(Stored dataset items)
· · · · ·
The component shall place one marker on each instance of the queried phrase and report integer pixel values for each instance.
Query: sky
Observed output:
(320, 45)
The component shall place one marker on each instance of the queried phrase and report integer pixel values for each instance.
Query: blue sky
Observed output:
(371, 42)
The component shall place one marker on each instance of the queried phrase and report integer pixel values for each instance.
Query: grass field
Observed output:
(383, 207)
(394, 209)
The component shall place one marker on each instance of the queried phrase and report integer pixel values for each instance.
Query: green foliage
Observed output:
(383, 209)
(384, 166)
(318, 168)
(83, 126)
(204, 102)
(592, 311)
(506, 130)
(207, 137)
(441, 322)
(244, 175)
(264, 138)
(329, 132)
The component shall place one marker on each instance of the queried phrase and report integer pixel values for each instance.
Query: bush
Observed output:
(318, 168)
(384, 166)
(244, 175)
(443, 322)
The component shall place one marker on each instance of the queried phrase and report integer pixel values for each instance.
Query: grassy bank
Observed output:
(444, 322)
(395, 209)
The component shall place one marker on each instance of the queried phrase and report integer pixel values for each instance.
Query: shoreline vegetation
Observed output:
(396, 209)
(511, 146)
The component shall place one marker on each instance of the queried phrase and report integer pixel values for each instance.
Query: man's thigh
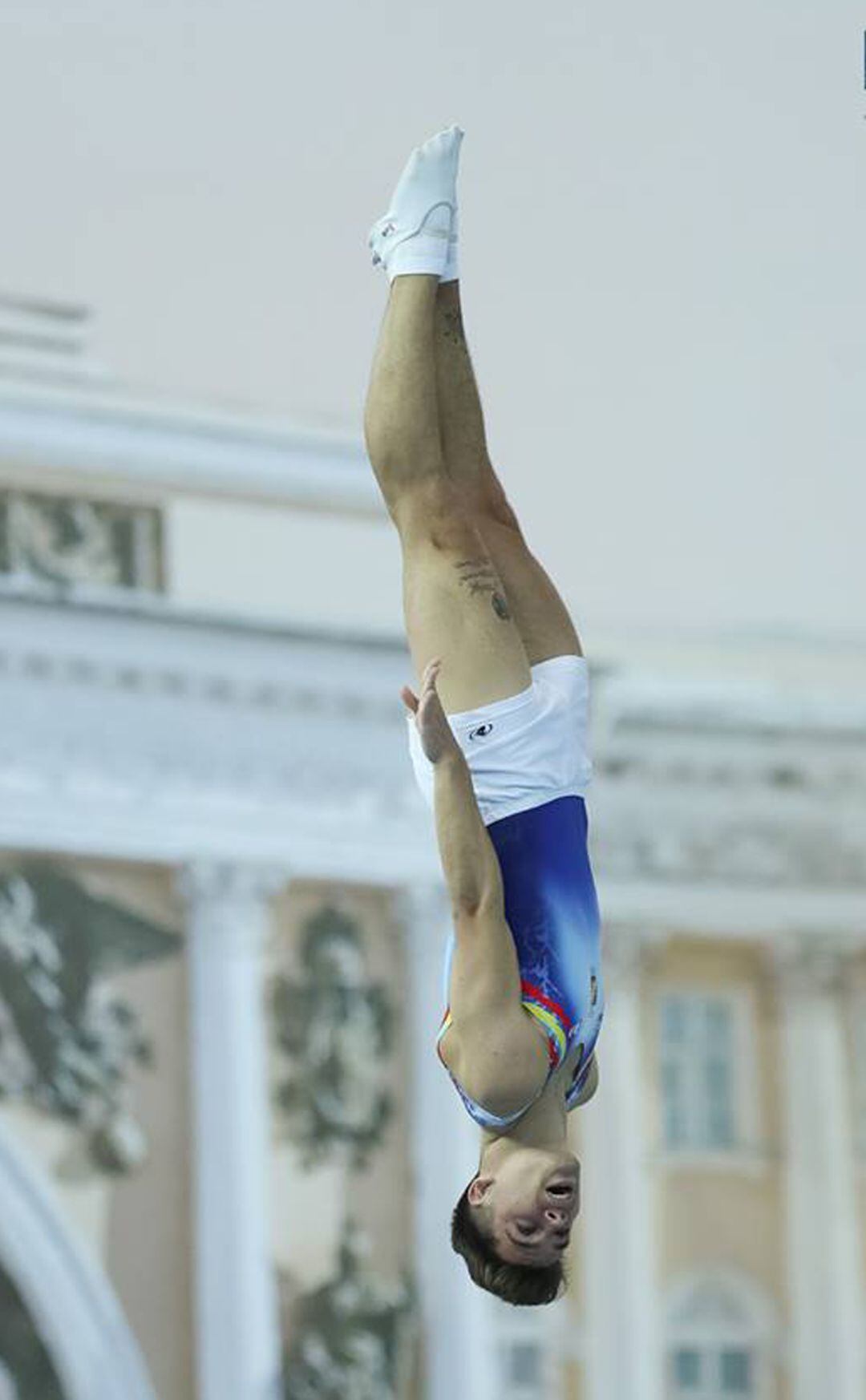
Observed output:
(539, 612)
(455, 602)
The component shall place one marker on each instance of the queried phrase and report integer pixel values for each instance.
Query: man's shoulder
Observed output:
(500, 1062)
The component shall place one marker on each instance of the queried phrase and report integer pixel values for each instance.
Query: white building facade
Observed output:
(212, 779)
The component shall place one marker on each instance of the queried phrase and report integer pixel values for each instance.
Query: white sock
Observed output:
(415, 234)
(452, 269)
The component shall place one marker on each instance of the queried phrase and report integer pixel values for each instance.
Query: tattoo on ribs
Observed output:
(480, 577)
(452, 328)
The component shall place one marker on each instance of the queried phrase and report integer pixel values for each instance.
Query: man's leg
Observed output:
(455, 602)
(539, 612)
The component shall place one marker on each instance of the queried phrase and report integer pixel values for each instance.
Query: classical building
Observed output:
(229, 1152)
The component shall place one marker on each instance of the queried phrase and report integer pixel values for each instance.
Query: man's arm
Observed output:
(469, 859)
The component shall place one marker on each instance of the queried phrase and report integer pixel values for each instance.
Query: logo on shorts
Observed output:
(480, 731)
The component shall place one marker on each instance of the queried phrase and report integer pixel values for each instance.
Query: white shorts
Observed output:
(526, 749)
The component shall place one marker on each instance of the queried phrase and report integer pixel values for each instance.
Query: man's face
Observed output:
(529, 1206)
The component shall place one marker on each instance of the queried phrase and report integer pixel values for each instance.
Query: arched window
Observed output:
(719, 1339)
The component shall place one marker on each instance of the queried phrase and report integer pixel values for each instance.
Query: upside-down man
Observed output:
(497, 734)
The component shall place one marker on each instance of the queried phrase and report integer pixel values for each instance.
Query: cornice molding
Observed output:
(105, 433)
(176, 737)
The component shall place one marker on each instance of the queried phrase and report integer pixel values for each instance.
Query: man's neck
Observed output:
(543, 1124)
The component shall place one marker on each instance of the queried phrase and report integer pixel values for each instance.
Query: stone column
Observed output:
(458, 1319)
(238, 1339)
(619, 1193)
(828, 1351)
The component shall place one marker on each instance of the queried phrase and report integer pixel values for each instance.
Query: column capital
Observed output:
(807, 964)
(625, 949)
(423, 904)
(204, 881)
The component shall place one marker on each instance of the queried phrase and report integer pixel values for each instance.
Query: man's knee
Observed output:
(434, 510)
(486, 500)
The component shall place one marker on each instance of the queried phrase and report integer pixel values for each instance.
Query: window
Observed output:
(721, 1336)
(524, 1371)
(711, 1372)
(698, 1062)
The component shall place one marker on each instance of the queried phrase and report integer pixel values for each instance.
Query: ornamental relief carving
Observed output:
(715, 850)
(67, 1042)
(354, 1337)
(334, 1028)
(67, 540)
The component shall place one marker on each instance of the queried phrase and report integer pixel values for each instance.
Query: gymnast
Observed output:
(497, 737)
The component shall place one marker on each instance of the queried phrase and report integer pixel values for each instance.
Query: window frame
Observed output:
(747, 1150)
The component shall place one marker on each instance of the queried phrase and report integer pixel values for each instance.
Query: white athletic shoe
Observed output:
(413, 237)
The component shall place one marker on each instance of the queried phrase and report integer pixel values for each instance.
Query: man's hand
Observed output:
(434, 730)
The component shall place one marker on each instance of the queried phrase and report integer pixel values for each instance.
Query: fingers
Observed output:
(428, 685)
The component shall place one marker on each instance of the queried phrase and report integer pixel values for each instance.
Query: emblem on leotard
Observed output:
(480, 731)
· · · · ·
▸ Given instruction
Word for word, quote the full listing, omitting every picture.

▸ Exercise solution
The component shall place one marker on each instance of the queried phrase and report integer pixel values for each instance.
Query: sky
Observed output:
(320, 45)
The component shall place one marker on each instance of the queried phrase and report integer pixel values for each instance.
Query: blue sky
Observed output:
(371, 42)
The component shall place one marker on each instance of the queried phrase and report integer pixel values for each instance.
Query: grass field
Observed output:
(383, 207)
(394, 209)
The component shall place one marker on each instance of the queried phrase and report integer pixel values for each instance.
Query: green foliage
Observed output:
(383, 209)
(384, 166)
(318, 168)
(83, 126)
(204, 102)
(592, 311)
(506, 130)
(207, 137)
(441, 322)
(244, 175)
(264, 138)
(329, 132)
The component shall place one marker on each instance of the queried phrase and report integer pixel values for each instance.
Query: bush
Observed output:
(318, 168)
(384, 166)
(244, 175)
(443, 322)
The component shall place one marker on each instance of the queried phrase and report integer pixel values for each instance.
Query: grassy bank
Observed output:
(444, 322)
(395, 209)
The component shall place one marker on each instance of the queried phrase and report integer pixel values for each instance.
Query: shoreline vegetation
Observed output:
(396, 209)
(511, 146)
The component shall place one marker on each instance of the queried phrase and report integer pixel values for each instance.
Query: man's thigh
Observed output:
(539, 612)
(455, 602)
The component shall place one marker on each instance of the queried phrase and report integer pixel values for each instance.
Query: man's shoulder
Observed output:
(500, 1062)
The component shall place one marker on each instance of the queried phrase and report integer pixel values for each instance.
Query: white building facade
Observed output:
(212, 779)
The component shall place one marker on each instance of the queried phrase and report integer pixel values for each instance.
Query: white sock
Observed output:
(415, 234)
(452, 269)
The component shall place one marker on each instance of the queried phrase and report integer pixel values for each instance.
Query: tattoo on ribs
Observed output:
(480, 577)
(452, 328)
The component shall place one marker on each instance of the queried phrase and report integer pixel values for each instance.
Query: man's leg
Observed output:
(455, 602)
(539, 612)
The component shall place one marker on each instance of the queried phrase and report integer pixel values for each instance.
Query: classical building
Observed output:
(229, 1152)
The component shall place one marker on each instance of the queried phrase and report integer pixel values for each instance.
Query: man's arm
Observed output:
(469, 859)
The component shall place one marker on each instance of the queried phrase and report integer pixel values for each instance.
Query: logo on shorts
Observed output:
(480, 731)
The component shall place one marker on each instance of the queried phrase and report integer pixel values for each instance.
Query: white shorts
Observed output:
(526, 749)
The component shall place one marker on each instance of the queried phrase and report integer pixel values for each instance.
Query: man's face
Observed output:
(529, 1206)
The component shall place one marker on each instance of the queried phrase and report integer pixel values for each instance.
Query: arched window
Observed output:
(719, 1339)
The component shall place one marker on each instance of the queried phrase and report integer pixel values for each instance.
Query: upside-down man
Observed output:
(497, 734)
The component shall place one marker on each instance of the queried phrase and report integer pixel values for each instance.
Query: cornice molding
Observed output:
(105, 433)
(176, 737)
The component shall place one marker on each instance of the queried phrase and report integer pixel values for each instance.
Query: man's neck
Observed output:
(543, 1124)
The component shall place one marker on each instance of the queried phrase and report integer pixel values for each instance.
Query: stone column
Observed output:
(458, 1319)
(238, 1339)
(619, 1193)
(828, 1351)
The component shall place one marker on each instance of the queried phrase and report integer pixel values for each instance.
Query: column capital
Observed output:
(807, 964)
(625, 949)
(423, 904)
(204, 881)
The component shall place one marker on each instance of the queried phrase and report integer pixel values for each instance.
Query: man's knee
Observed output:
(434, 510)
(486, 500)
The component shall place one marker on each instance of the queried phrase and report integer pixel values for each instance.
Query: window
Observed output:
(721, 1336)
(524, 1371)
(711, 1372)
(698, 1062)
The component shall place one marker on each instance of the queried phrase and report integer pixel values for each instance.
Query: ornamental relief carving
Observed output:
(715, 850)
(67, 1042)
(354, 1337)
(334, 1028)
(67, 540)
The component shall place one marker on each instance of the queried phrase and report integer pixel values for each instance.
Query: gymnast
Observed output:
(497, 737)
The component shall place one marker on each instance of the queried phrase and report integer pixel values for each instance.
Query: window frame
Observed output:
(747, 1150)
The component shall place one marker on each instance of the queried phrase and report integer pixel values for each instance.
Query: white athletic shoe
Observed output:
(413, 237)
The component shall place one marker on each instance of the queried phrase and report integer pixel values for each instance.
Query: man's hand
Observed output:
(434, 730)
The component shall place one marker on each instance of the queried phrase and report integer pixel values for each instance.
Query: fingers
Observed output:
(428, 685)
The component shall place one marker on each instance of the queried phrase and report integer pixel values for each instance.
Query: emblem on leotard
Observed output:
(480, 731)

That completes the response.